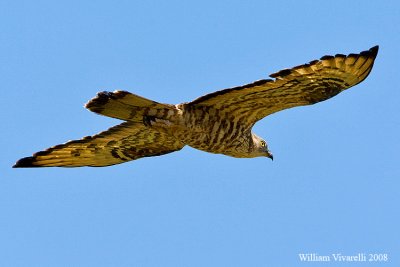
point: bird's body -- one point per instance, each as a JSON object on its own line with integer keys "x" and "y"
{"x": 220, "y": 122}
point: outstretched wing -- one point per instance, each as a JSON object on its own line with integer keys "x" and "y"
{"x": 121, "y": 143}
{"x": 306, "y": 84}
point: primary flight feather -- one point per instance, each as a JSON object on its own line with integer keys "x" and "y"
{"x": 219, "y": 122}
________
## TASK
Repeat, with no changes, each line from the one with "point: outstretched wing" to the end of the listing, including both ends and nothing else.

## SOLUTION TO THIS PROBLEM
point: outstretched wing -- one point per instance, each as a JSON object on its own line with integer keys "x" and "y"
{"x": 121, "y": 143}
{"x": 306, "y": 84}
point: primary flight feather -- one point per instance, each as a JSON object on its own line with integer keys "x" and "y"
{"x": 219, "y": 122}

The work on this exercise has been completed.